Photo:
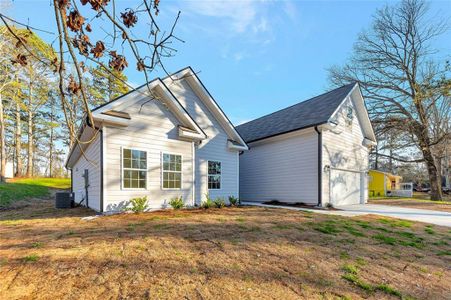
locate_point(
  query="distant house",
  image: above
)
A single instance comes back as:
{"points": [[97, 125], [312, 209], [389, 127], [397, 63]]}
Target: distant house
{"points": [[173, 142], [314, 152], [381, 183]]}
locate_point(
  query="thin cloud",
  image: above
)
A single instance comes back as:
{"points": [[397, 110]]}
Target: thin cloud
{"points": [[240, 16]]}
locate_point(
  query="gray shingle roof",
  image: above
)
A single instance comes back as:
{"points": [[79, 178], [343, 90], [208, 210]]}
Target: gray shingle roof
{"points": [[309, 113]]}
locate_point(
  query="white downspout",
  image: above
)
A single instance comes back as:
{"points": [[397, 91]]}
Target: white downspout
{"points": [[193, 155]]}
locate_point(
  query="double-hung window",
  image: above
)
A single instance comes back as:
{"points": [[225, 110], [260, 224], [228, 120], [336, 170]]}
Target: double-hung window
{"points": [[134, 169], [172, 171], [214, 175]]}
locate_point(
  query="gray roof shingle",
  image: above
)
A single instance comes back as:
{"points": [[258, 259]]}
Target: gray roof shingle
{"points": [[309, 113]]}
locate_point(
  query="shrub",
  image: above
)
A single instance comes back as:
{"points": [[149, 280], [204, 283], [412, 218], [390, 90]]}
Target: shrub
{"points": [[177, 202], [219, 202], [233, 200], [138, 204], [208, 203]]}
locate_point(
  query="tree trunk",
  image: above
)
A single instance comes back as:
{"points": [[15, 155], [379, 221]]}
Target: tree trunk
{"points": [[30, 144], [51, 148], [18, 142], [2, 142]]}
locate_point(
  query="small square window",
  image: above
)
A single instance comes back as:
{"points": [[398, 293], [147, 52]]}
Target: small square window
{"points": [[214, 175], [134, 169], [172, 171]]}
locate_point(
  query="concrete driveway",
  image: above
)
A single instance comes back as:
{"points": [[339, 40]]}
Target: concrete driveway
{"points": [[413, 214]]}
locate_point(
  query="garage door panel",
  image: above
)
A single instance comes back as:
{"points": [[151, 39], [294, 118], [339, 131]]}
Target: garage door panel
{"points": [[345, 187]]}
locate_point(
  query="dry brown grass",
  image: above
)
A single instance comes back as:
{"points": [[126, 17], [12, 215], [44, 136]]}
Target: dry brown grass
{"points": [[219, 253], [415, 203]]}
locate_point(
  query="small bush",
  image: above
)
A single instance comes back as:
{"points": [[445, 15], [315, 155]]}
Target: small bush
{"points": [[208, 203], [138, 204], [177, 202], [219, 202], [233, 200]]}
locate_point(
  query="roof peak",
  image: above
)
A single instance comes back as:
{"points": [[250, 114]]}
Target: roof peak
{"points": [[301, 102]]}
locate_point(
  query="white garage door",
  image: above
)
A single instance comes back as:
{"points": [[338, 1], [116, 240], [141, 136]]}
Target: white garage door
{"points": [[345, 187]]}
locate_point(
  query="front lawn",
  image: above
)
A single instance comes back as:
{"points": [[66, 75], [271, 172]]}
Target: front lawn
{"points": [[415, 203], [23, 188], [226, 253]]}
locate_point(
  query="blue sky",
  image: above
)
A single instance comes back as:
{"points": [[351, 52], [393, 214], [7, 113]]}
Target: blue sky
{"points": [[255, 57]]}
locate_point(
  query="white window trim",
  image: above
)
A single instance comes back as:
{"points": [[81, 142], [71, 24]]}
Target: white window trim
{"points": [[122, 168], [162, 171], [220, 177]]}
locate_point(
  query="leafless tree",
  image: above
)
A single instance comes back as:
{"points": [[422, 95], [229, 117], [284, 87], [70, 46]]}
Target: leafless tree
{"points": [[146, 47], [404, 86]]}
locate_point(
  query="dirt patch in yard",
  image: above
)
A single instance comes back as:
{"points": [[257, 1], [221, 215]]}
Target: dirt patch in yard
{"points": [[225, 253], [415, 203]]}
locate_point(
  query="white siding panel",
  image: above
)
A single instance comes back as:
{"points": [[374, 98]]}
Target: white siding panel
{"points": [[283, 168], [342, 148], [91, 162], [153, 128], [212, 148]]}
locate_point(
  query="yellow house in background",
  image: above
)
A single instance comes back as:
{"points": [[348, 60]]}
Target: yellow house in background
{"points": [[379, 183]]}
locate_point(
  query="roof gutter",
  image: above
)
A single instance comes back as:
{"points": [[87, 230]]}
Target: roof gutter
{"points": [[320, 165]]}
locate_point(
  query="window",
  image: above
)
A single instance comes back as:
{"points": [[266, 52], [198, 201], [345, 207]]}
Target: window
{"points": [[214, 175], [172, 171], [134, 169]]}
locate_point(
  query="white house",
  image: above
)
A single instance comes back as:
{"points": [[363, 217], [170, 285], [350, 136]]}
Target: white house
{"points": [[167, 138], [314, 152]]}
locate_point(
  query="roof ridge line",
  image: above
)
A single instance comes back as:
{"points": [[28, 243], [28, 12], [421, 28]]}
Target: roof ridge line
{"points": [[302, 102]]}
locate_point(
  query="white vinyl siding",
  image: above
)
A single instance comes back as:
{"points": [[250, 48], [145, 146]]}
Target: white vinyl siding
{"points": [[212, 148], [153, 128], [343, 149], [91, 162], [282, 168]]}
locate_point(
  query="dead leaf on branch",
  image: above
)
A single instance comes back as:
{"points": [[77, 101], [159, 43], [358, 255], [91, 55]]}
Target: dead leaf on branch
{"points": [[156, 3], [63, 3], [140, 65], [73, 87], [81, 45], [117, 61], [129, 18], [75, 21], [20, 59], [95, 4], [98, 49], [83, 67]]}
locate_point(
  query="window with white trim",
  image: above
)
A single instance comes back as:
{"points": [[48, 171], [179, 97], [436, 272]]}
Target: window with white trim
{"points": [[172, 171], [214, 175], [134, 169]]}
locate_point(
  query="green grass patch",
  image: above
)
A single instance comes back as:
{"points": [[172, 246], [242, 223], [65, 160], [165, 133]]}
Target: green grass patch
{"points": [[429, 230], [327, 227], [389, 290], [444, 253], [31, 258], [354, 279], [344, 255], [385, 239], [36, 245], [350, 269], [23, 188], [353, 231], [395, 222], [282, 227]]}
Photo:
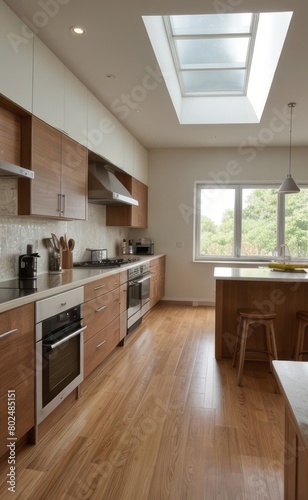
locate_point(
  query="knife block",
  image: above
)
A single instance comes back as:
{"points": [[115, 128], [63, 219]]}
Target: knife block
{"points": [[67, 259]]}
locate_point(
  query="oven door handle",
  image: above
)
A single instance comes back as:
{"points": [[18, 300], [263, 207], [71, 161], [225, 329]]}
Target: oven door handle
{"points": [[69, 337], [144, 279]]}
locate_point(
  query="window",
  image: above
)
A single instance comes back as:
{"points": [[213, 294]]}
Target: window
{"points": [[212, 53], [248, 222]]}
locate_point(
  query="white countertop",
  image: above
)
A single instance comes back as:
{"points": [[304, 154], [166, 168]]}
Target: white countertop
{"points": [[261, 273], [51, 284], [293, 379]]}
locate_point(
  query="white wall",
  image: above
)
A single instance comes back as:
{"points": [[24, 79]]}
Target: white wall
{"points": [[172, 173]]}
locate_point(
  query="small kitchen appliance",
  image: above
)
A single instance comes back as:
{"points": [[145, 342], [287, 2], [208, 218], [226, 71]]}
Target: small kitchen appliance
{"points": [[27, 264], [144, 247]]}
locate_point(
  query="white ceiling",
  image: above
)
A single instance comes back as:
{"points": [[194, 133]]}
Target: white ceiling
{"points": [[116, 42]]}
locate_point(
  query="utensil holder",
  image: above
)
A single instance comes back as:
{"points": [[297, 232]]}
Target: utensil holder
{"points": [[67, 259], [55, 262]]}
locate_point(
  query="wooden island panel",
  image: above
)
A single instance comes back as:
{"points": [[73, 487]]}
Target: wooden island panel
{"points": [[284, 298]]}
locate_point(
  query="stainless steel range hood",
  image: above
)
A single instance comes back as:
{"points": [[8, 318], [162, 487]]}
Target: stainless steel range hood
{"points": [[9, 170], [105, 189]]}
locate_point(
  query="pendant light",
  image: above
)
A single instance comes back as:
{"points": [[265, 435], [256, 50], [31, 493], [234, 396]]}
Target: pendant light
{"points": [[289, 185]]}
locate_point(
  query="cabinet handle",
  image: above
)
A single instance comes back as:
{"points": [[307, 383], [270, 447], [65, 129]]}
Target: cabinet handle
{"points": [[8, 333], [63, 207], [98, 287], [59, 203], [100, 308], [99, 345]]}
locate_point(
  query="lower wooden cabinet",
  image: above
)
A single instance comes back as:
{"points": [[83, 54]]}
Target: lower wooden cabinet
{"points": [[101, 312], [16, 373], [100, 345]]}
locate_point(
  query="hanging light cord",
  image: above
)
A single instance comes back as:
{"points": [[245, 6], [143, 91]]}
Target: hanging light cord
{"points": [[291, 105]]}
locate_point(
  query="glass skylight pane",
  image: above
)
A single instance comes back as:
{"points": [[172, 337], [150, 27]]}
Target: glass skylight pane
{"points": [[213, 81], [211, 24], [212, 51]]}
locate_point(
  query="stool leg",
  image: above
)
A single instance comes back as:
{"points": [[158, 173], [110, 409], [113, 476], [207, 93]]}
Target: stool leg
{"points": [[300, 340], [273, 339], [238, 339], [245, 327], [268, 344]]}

> Instructions to follow
Produce an exact copy of each line from the one holding "Target: hanging light cord" through the last line of the records, both included, and nothing more.

> Answer area
Target: hanging light cord
{"points": [[291, 105]]}
locate_point(
  query="glass skylight pane",
  image: above
)
A single instance comes back as:
{"points": [[172, 337], [150, 27]]}
Target: glass skylight pane
{"points": [[213, 81], [211, 24], [212, 51]]}
locate_point(
  query="stool leg",
  image: above
)
A single instance comes back as:
{"points": [[158, 173], [110, 409], [113, 476], [207, 93]]}
Target: stool leg
{"points": [[300, 340], [273, 339], [238, 339], [245, 327], [268, 344]]}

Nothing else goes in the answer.